**EXTRACT TO READ:**

AC Milan’s Moneyball Approach Angering Fans As 125th Birthday Celebrations Fall Flat
Published on: December 16, 2024
It was meant to be a special night, but AC Milan didn’t match the occasion with a special performance.
The Rossoneri were celebrating their 125th anniversary, an event marked by the return of some of their greatest players from a glorious past. A past that feels ever more in the rearview mirror.
Marco Van Basten and Filippo Inzaghi, with a combined 255 goals in red-and-black colours, were in attendance and given a special applause from the Curva Sud. Both of the former Milan greats, along with Andriy Shevchenko, were 2024 inductees into the club’s hall of fame, and how the Rossoneri could’ve done with just one of them in their prime against Genoa.
Under the watchful eye of not just Van Basten and Inzaghi, but icons Ruud Gullit, Frank Rijkaard, Franco Baresi and Andrea Pirlo — in addition to other invitees such as Alexandre Pato, Christian Abbiati, Riccardo Montolivo, Dario Simic and Christian Brocchi —the current iteration of Milan toiled, failing to produce any kind of joy inside San Siro.

**OBJECTIVES:**
A: Write out the part of the AC Milan anniversary article starting with "Marco Van Basten" and going on through "inside San Siro.".
B: List the people the AC Milan anniversary article names as "other invitees" at the match.
C: Continue the AC Milan anniversary article from its last sentence.

**LISTED ENTRIES:**
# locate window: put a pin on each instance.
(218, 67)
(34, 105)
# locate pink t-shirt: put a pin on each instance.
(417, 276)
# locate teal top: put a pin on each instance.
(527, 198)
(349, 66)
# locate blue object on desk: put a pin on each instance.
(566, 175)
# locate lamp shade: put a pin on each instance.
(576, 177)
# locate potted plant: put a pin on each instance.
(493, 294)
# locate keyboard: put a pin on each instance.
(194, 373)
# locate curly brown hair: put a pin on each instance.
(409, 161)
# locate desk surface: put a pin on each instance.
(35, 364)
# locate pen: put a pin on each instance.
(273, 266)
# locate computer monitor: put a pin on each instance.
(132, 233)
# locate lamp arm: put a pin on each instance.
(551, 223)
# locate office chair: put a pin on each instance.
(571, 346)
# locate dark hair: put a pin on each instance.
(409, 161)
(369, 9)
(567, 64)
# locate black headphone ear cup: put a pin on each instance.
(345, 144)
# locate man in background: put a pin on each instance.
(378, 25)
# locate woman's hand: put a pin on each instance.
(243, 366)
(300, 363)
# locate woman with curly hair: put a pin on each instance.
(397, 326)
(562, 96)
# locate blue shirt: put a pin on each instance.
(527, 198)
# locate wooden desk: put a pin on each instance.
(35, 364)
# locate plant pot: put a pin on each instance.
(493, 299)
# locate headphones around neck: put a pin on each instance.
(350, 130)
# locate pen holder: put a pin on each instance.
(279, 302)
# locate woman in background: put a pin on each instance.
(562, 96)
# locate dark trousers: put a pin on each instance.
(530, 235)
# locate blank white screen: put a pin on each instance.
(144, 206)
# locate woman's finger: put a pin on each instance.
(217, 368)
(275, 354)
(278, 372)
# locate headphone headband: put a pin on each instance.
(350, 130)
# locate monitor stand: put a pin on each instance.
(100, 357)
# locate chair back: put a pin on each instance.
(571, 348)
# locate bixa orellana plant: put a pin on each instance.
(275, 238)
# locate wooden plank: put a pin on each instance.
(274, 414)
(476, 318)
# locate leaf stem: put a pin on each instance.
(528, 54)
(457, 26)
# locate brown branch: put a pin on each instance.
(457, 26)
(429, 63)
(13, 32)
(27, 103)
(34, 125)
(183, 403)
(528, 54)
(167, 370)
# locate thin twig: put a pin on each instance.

**OUTPUTS:**
A:
Marco Van Basten and Filippo Inzaghi, with a combined 255 goals in red-and-black colours, were in attendance and given a special applause from the Curva Sud. Both of the former Milan greats, along with Andriy Shevchenko, were 2024 inductees into the club’s hall of fame, and how the Rossoneri could’ve done with just one of them in their prime against Genoa.
Under the watchful eye of not just Van Basten and Inzaghi, but icons Ruud Gullit, Frank Rijkaard, Franco Baresi and Andrea Pirlo — in addition to other invitees such as Alexandre Pato, Christian Abbiati, Riccardo Montolivo, Dario Simic and Christian Brocchi —the current iteration of Milan toiled, failing to produce any kind of joy inside San Siro.

B: Alexandre Pato, Christian Abbiati, Riccardo Montolivo, Dario Simic, Christian Brocchi

C:
“Let’s honour our champions, symbol of a Milan that no longer exists!” Read a banner unfurled by the ultras before kick-off. After 90 dull minutes against a side who’d won just twice in the last 10 league games, it’s suffice to say they weren’t.
The closest Milan come to scoring was when Alvaro Morata, a player usually lethal inside the penalty box, smashed his shot off the crossbar with 12 minutes remaining. Genoa manager Patrick Vieira, a man who briefly wore Milan colours at the very start of his career, was happy to pick up a valuable point and continue his unbeaten start to life with the Ligurian side.
A chorus of boos echoed around San Siro following the full-time whistle, and anger is growing from the Milan fanbase towards the RedBird ownership, especially Gerry Cardinale.
“Milan: we have waited and supported you endlessly, we’ve had enough of your mediocrity,” read a banner that was made in impressively rapid fashion after the game and displayed outside San Siro.
The 2022 Scudetto champions now find themselves in eighth place and eight points off a Champions League place. Yet the mere fact that this is Milan’s objective for the season is perhaps symbolic of the shifting attitudes at the club.
For a club with 19 Scudettos and more European Cups and Champions League trophies than any club not called Real Madrid this is, to all Milan fans, unacceptable. The lack of ambition, from their point of view, isn’t befitting of a club with their history.
Chants of ‘we’re not Americans’ and ‘Cardinale, you must sell’ could be heard outside the ground after the game. Zlatan Ibrahimovic, who’s also come in for criticism since taking a general manager role at Milan, wasn’t afforded special treatment when he appeared on the big screen before the Genoa game, with fans booing.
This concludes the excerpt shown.